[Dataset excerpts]
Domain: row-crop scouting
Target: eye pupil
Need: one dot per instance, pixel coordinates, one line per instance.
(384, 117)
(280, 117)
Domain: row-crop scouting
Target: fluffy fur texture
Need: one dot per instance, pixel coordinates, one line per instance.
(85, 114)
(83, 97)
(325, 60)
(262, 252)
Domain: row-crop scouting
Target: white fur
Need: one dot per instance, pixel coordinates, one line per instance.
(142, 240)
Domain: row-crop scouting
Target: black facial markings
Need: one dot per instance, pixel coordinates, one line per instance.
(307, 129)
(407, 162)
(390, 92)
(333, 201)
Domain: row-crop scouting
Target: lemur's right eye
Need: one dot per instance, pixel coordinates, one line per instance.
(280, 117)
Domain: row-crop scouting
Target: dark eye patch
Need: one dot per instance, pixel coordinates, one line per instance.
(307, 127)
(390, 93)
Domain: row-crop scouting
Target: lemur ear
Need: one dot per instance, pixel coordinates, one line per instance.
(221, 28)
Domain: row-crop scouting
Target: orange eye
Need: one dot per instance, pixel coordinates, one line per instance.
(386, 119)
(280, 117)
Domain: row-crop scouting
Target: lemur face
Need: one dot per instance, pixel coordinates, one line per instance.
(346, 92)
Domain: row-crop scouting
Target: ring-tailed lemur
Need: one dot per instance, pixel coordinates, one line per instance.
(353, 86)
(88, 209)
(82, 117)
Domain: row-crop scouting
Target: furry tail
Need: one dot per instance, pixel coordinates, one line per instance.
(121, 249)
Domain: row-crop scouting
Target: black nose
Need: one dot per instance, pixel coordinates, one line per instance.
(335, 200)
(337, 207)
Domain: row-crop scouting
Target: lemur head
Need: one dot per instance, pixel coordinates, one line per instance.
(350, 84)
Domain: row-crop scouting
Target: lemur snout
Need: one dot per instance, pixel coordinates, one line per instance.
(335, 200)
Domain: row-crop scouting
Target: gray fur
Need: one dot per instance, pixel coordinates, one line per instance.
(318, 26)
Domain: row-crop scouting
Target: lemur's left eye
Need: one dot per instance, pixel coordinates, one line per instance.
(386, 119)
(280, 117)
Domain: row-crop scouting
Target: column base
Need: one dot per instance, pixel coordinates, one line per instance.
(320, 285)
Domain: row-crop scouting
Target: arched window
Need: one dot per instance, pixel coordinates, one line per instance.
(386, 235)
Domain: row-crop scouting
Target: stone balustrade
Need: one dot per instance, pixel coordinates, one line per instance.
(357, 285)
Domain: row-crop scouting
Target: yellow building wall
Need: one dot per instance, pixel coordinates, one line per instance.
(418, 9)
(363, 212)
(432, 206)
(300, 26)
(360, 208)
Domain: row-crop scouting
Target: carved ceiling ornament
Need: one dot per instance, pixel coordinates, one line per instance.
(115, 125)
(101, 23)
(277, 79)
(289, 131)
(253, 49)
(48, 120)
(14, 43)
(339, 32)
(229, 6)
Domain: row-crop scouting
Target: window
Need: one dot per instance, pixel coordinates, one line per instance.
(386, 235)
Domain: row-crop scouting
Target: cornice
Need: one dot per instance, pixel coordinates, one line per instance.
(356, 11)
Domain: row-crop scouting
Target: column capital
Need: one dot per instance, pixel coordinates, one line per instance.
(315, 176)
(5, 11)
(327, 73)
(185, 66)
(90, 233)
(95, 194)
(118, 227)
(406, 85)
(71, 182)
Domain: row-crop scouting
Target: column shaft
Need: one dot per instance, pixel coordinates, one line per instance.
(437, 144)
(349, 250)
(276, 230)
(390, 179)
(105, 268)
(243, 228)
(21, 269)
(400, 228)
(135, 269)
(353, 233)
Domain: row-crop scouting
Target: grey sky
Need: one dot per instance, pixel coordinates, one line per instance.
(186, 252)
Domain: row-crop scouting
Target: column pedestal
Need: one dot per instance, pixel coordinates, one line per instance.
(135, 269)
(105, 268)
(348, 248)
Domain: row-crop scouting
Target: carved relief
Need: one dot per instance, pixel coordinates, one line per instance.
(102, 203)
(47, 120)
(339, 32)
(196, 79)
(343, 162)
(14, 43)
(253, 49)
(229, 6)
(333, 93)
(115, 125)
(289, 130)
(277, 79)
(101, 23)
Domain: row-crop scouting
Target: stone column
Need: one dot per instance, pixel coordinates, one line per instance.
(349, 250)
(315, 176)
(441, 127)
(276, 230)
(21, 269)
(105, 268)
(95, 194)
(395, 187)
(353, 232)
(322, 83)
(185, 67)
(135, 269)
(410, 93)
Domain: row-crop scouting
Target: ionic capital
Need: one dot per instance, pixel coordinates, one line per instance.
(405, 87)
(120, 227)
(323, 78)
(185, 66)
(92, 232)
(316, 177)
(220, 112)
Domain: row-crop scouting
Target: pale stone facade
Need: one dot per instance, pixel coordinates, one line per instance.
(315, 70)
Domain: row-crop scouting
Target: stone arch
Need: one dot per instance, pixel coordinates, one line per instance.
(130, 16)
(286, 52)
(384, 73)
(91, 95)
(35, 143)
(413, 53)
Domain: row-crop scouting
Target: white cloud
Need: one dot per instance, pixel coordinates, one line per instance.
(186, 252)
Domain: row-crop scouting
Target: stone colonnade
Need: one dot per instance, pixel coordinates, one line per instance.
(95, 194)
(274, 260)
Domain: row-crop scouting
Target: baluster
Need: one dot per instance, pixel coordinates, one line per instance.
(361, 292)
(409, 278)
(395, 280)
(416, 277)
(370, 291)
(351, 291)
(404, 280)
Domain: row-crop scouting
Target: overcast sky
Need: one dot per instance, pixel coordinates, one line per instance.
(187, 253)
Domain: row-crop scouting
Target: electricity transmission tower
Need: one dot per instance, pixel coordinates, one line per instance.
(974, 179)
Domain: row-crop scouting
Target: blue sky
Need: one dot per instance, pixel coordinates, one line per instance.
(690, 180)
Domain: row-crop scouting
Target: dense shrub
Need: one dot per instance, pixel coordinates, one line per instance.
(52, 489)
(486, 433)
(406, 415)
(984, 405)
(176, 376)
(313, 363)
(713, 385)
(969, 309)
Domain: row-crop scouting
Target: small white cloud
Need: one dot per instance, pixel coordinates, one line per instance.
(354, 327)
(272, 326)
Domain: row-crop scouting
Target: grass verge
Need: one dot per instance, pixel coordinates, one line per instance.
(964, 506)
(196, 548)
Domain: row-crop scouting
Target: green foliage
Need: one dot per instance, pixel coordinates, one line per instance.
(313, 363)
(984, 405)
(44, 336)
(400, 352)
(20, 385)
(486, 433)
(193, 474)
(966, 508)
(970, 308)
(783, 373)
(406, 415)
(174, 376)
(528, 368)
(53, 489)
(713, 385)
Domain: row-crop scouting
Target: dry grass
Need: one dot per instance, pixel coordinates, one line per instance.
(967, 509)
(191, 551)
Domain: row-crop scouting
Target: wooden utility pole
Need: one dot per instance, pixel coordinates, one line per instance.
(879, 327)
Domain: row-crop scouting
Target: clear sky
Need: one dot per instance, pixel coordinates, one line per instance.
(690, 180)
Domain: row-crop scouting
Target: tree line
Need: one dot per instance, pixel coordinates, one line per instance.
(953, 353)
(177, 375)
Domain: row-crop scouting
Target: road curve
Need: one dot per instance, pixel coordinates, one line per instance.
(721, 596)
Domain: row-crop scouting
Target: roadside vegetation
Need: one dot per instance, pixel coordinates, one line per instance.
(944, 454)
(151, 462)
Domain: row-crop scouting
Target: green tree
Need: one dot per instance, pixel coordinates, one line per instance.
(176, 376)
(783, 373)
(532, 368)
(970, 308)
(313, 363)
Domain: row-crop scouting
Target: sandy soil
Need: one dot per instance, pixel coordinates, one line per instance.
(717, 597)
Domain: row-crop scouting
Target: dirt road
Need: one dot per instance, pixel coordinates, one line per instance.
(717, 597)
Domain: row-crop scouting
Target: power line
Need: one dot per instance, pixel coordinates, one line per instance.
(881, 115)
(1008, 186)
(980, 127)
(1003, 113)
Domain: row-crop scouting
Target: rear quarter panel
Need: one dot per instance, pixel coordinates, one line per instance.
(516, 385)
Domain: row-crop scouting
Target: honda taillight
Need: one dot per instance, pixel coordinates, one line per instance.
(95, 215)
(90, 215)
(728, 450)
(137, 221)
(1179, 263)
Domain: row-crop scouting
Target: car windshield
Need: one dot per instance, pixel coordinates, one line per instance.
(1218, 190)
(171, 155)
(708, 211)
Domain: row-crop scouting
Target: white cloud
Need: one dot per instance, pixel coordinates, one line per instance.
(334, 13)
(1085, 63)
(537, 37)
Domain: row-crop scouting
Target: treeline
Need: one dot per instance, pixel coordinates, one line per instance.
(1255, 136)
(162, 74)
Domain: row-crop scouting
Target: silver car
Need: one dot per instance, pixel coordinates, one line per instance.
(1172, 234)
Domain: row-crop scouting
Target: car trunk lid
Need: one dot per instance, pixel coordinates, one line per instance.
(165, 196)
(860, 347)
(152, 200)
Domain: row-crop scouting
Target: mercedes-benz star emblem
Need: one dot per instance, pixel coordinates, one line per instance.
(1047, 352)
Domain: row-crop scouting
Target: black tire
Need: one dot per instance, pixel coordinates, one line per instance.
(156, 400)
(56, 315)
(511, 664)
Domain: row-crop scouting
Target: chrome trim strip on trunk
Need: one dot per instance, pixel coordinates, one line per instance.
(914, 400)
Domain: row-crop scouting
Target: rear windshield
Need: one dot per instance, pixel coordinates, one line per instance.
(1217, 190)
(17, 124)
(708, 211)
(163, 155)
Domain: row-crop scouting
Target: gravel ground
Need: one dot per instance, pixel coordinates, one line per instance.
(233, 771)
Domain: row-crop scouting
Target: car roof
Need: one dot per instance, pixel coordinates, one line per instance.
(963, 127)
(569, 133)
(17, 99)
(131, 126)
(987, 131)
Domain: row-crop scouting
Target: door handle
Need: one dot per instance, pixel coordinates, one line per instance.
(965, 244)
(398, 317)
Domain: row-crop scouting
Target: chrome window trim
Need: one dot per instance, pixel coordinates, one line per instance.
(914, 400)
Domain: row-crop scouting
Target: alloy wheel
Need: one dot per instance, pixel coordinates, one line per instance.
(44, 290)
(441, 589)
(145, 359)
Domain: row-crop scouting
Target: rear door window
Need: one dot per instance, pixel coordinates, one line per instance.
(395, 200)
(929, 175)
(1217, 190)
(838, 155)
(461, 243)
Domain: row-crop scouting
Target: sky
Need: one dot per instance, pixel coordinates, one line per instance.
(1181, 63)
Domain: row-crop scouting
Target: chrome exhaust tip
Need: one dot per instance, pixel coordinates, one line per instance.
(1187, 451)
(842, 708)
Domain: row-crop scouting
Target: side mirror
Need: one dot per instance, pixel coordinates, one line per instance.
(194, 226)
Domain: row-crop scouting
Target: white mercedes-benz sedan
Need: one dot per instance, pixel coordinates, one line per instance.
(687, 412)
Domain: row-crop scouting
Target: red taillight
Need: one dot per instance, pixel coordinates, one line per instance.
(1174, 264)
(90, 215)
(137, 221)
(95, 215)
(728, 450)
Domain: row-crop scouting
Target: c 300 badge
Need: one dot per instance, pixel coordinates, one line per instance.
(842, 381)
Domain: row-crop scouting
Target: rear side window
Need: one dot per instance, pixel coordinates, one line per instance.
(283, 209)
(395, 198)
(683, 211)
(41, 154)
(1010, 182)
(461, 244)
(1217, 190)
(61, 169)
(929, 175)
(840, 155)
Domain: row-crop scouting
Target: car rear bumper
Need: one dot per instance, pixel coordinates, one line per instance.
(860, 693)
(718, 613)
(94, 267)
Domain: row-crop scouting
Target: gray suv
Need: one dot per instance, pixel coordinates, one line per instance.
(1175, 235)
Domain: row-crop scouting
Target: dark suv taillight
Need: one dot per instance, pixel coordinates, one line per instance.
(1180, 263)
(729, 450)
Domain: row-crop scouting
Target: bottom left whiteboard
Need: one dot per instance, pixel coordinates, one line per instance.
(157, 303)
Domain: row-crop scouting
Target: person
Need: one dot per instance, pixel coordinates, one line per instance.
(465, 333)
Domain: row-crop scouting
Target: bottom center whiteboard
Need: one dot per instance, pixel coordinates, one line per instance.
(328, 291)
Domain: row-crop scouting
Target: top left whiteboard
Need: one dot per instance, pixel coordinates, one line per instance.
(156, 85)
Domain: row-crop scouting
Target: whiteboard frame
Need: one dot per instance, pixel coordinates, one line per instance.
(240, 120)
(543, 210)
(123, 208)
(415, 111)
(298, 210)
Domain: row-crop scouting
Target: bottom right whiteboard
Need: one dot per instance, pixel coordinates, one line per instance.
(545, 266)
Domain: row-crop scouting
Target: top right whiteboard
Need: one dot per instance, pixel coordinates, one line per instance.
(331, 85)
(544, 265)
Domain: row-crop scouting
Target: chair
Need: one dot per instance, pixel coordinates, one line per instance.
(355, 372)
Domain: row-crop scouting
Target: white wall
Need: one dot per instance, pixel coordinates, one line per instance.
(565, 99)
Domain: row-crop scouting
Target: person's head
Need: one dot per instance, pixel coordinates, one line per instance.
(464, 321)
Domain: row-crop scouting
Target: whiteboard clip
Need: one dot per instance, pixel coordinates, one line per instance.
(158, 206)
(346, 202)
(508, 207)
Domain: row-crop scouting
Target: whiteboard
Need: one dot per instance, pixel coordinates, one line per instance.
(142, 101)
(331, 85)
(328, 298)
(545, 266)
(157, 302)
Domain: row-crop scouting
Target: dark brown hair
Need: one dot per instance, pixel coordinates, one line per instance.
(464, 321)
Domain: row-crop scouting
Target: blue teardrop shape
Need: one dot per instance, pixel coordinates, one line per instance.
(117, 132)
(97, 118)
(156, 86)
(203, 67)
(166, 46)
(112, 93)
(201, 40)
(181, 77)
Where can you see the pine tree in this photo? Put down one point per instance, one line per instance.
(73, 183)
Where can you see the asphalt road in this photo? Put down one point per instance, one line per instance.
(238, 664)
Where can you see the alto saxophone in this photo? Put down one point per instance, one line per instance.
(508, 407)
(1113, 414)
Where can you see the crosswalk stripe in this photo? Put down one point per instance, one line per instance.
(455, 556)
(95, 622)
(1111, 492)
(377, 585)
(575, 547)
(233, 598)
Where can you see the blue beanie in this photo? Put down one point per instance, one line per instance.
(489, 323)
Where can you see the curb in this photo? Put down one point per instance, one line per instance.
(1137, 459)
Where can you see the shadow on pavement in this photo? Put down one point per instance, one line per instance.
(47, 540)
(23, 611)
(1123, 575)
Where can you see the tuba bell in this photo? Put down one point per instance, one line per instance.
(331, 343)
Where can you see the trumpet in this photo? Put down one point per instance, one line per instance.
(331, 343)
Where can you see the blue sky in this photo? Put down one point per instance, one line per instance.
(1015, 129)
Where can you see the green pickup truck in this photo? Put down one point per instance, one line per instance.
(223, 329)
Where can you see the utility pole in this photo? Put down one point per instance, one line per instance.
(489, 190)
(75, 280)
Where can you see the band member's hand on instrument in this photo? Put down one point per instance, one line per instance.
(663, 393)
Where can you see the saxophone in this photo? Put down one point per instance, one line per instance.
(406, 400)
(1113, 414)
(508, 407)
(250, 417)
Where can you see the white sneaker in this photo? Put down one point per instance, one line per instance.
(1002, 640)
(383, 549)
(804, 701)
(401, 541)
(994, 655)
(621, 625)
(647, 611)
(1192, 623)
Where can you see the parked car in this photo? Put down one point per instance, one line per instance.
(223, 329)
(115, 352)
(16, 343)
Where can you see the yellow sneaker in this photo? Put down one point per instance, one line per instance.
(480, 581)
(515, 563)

- **WHAT IS NEEDED**: Only those lines of the entries above that run from the line containing "Target: black nose" to the line containing "Target: gray fur", both included, should be transcribed exactly.

- **WRITTEN ANSWER**:
Target: black nose
Need: one dot per instance, pixel coordinates, one line per instance.
(335, 200)
(337, 207)
Domain: row-crop scouting
Target: lemur head
Need: one dot per instance, pixel coordinates, one line per instance.
(350, 84)
Domain: row-crop scouting
Target: lemur snout
Need: one dot per instance, pixel coordinates, one line per instance.
(335, 200)
Domain: row-crop scouting
Target: gray fur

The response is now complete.